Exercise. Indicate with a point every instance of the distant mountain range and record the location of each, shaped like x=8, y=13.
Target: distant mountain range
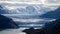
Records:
x=52, y=14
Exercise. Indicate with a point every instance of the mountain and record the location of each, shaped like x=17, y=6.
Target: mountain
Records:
x=52, y=14
x=7, y=23
x=2, y=11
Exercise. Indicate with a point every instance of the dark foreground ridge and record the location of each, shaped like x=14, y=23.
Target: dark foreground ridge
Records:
x=7, y=23
x=54, y=29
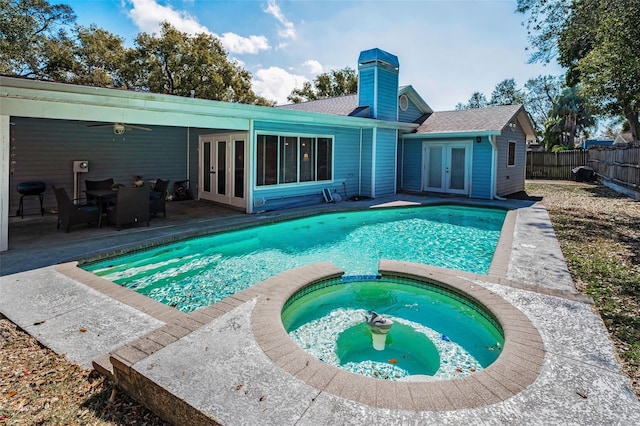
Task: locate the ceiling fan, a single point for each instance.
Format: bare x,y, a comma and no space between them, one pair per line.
120,128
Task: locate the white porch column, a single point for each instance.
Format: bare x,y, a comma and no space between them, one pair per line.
5,166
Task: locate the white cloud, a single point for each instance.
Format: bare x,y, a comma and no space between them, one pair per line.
148,14
314,67
276,84
243,45
288,31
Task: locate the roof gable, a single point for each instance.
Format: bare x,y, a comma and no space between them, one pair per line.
348,105
490,119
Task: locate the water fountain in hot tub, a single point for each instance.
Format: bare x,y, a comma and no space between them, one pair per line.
394,329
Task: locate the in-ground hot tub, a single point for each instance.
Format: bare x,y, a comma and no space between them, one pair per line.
393,328
516,367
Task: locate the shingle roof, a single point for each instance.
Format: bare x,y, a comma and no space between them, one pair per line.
469,120
342,105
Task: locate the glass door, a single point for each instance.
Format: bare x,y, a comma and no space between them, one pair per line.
445,168
222,169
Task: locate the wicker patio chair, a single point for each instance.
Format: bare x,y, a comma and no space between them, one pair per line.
158,196
70,213
131,206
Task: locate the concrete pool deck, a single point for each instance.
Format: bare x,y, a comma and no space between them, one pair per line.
213,365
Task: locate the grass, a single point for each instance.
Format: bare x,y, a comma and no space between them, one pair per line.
598,230
599,233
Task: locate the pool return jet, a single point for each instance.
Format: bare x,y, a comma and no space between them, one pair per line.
379,327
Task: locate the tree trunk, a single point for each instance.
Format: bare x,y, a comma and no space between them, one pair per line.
634,125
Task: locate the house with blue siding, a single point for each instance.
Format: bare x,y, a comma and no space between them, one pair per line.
384,140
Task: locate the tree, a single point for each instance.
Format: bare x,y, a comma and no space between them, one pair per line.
540,96
609,69
477,100
546,19
177,64
598,41
507,93
98,55
327,85
29,30
570,116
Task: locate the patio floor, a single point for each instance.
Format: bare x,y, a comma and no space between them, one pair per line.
215,366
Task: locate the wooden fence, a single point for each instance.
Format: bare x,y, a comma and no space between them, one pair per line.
555,165
619,165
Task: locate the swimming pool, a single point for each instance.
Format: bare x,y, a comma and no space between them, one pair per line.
201,271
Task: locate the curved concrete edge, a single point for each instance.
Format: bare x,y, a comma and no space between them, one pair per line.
516,368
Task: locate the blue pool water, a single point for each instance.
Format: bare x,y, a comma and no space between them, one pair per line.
201,271
436,334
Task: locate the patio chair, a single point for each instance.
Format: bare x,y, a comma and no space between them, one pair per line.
131,206
158,196
70,213
97,185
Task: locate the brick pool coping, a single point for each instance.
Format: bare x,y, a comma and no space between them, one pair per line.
515,369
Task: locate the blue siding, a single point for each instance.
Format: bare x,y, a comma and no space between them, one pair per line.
366,87
387,108
412,168
481,169
346,148
366,186
378,89
385,177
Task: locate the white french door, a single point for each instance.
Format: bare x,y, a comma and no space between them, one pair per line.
445,168
222,168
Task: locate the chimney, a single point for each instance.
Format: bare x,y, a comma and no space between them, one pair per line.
378,83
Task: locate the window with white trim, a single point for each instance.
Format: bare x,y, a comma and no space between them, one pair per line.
287,159
511,154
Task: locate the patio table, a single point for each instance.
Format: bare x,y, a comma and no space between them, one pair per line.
104,196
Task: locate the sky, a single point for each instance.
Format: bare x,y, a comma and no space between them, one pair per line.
447,49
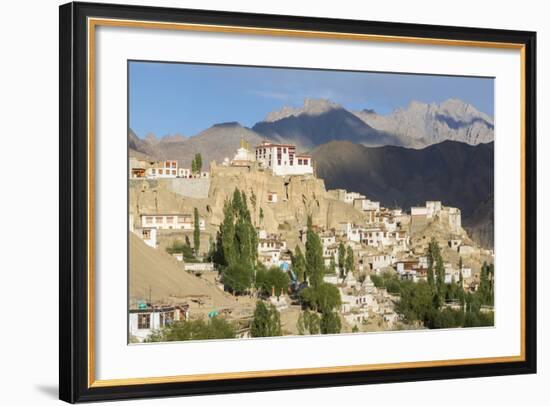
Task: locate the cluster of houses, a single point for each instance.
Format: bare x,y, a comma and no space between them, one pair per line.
168,169
381,243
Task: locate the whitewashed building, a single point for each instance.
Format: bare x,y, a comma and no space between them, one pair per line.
145,321
171,222
283,160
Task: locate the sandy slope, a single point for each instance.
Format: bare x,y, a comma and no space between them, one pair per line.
155,269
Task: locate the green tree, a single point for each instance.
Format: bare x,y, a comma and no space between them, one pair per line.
342,259
350,262
325,297
198,159
315,267
237,278
214,328
196,231
330,323
237,245
308,323
227,236
431,256
332,266
196,163
185,249
266,322
299,264
261,215
272,280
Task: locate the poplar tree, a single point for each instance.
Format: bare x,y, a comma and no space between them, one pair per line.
196,232
266,322
342,259
315,267
299,264
350,262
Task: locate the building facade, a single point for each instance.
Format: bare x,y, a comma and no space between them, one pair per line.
171,222
283,160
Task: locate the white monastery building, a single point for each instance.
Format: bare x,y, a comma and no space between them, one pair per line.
283,160
171,222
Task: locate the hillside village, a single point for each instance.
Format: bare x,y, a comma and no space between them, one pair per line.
311,247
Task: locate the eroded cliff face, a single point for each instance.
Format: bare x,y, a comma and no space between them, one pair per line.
297,197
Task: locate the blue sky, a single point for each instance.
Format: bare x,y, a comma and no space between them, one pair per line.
175,98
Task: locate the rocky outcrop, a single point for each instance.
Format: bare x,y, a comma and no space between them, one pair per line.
421,124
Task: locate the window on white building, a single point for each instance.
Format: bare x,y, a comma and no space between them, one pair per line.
144,321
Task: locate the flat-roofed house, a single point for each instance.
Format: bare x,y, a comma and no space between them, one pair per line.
171,222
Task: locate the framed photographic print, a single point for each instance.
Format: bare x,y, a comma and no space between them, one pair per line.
257,202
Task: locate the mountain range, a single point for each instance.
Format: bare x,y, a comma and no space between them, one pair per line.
421,152
457,174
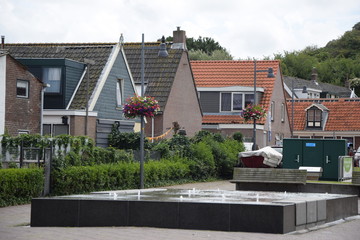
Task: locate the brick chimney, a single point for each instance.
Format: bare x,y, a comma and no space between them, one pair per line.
179,39
314,76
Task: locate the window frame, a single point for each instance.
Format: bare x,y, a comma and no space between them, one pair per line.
119,93
311,121
47,90
27,88
272,111
243,101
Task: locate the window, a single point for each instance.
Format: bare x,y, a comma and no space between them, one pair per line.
225,102
119,92
314,117
22,88
235,101
52,76
272,111
20,132
55,129
249,99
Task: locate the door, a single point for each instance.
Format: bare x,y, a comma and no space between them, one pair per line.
313,153
332,150
292,153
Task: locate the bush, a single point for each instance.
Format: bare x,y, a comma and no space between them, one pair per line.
84,179
238,136
19,186
203,164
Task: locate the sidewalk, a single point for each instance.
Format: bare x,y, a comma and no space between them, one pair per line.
14,225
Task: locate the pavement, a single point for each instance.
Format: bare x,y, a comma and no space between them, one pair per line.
15,221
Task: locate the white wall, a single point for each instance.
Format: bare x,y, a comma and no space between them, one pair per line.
2,92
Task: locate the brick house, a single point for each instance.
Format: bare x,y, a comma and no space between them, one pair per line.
20,98
327,118
87,86
227,87
170,81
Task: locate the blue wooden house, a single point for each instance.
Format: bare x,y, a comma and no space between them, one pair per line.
87,85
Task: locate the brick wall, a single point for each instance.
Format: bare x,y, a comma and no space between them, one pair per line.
21,113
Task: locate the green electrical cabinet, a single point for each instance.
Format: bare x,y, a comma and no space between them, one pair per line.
314,153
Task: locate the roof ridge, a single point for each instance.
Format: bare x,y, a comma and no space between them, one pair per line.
58,44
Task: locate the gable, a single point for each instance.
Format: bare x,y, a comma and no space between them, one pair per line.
106,104
343,114
159,72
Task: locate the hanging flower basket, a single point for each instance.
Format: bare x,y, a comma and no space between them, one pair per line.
253,112
138,106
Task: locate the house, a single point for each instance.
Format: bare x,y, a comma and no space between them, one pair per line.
169,80
87,84
327,118
20,98
313,88
226,87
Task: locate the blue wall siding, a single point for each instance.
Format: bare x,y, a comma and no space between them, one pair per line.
106,104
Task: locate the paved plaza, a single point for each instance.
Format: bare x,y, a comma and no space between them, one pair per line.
14,225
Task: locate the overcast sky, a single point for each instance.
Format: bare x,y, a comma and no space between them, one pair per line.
245,28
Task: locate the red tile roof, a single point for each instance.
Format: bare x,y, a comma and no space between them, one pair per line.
234,73
344,114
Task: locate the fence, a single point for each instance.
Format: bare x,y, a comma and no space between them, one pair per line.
25,157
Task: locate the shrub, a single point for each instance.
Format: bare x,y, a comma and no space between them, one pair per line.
18,186
202,163
238,136
83,179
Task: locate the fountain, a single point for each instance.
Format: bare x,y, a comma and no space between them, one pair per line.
270,212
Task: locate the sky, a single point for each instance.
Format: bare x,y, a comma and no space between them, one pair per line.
247,29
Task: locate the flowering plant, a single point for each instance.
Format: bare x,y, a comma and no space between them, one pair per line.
253,112
140,106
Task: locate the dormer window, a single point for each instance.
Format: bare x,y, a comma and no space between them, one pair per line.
314,117
52,76
235,102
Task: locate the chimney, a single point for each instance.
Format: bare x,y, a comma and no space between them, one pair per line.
2,42
179,39
314,76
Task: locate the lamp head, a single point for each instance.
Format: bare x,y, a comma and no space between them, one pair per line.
271,73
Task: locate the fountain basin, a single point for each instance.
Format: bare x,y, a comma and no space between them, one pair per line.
268,212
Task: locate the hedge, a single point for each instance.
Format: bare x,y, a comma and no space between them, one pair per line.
19,186
84,179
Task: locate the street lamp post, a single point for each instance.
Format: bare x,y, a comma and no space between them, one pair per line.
162,53
270,72
292,106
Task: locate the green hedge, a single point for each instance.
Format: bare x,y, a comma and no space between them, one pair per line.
18,186
83,179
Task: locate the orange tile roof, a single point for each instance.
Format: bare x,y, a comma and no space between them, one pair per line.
226,119
344,114
235,73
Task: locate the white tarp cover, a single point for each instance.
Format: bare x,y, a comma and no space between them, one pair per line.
271,157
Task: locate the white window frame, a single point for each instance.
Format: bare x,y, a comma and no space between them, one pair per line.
243,94
272,110
51,88
26,86
119,93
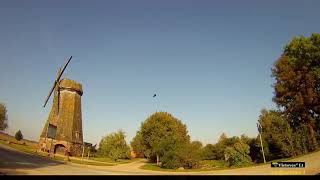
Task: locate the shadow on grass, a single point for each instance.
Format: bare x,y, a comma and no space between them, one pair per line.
15,160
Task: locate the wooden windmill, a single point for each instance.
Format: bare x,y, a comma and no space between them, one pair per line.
62,132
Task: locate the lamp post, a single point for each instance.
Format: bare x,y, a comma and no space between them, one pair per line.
260,131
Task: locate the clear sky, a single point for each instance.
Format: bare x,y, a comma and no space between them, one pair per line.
208,61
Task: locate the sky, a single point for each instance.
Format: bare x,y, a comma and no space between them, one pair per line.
209,62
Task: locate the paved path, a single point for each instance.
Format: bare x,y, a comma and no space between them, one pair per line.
15,162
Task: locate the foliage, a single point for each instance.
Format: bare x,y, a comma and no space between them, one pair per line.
209,152
276,132
18,136
159,134
223,143
3,117
297,86
114,146
137,144
238,155
183,155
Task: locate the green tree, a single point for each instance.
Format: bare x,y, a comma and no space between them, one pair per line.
238,154
3,117
297,85
277,133
18,136
137,144
223,143
114,146
209,152
161,133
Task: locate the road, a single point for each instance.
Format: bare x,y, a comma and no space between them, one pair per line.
13,162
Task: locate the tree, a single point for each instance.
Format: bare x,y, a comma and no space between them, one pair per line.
137,144
297,85
238,154
223,143
161,133
114,146
209,152
3,117
277,133
18,136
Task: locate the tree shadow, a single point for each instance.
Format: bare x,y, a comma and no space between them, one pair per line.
12,161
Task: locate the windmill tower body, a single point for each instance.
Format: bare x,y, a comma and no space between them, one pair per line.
63,130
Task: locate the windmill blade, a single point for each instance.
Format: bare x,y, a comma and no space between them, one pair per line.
54,85
64,67
56,81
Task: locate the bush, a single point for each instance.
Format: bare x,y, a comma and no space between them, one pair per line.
171,160
18,136
238,155
114,146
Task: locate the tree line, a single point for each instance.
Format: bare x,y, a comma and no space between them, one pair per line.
292,129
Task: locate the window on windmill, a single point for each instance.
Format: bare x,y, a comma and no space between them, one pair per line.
52,130
77,135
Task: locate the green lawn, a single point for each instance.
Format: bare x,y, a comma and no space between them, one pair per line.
32,150
209,165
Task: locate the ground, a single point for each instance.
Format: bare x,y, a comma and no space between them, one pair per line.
16,162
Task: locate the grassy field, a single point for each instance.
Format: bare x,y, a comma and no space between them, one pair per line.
31,148
210,165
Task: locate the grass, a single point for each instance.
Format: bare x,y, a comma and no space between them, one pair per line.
120,161
211,165
32,150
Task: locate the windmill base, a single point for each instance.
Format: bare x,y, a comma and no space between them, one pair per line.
59,147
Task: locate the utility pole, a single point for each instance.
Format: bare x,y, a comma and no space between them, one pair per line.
260,131
82,152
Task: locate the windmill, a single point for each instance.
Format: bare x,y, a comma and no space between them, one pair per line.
62,132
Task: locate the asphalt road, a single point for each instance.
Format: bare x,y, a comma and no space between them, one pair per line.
13,162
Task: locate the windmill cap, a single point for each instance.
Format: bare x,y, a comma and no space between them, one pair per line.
72,85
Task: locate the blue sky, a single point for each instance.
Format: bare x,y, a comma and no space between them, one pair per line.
208,61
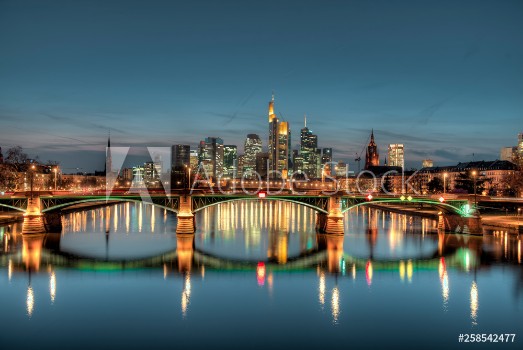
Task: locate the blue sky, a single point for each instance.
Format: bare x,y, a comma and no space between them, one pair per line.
443,77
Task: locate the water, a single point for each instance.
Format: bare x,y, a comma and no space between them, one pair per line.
256,274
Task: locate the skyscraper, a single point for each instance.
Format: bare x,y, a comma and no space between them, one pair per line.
180,159
396,155
230,161
253,146
284,139
262,158
308,146
210,157
193,160
273,138
507,153
372,157
427,163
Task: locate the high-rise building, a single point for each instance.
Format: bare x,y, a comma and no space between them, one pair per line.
138,177
519,153
262,160
396,155
326,156
427,163
297,161
230,161
342,169
308,146
280,156
127,174
284,139
372,157
210,157
193,160
151,177
240,166
253,146
273,138
507,153
180,160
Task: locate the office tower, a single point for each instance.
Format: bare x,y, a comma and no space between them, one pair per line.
427,163
210,157
253,146
308,146
240,166
372,157
297,161
193,160
262,160
396,155
273,138
180,160
284,138
230,161
342,169
326,156
507,153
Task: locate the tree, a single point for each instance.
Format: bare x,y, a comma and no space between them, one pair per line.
512,183
435,185
12,171
386,185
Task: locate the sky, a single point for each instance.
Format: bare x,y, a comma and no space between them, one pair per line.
445,78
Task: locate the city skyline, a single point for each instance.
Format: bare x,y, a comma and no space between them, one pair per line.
438,78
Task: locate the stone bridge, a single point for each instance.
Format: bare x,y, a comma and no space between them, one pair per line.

================================

**Work request:**
Find and copy each line of the data where "fountain" is present.

**Answer for this exercise:**
Task: locate the water fountain in hot tub, a single point for each instance.
Task: locate the fountain, a single point for each instance.
Task: locate the fountain basin, a single point for each instance.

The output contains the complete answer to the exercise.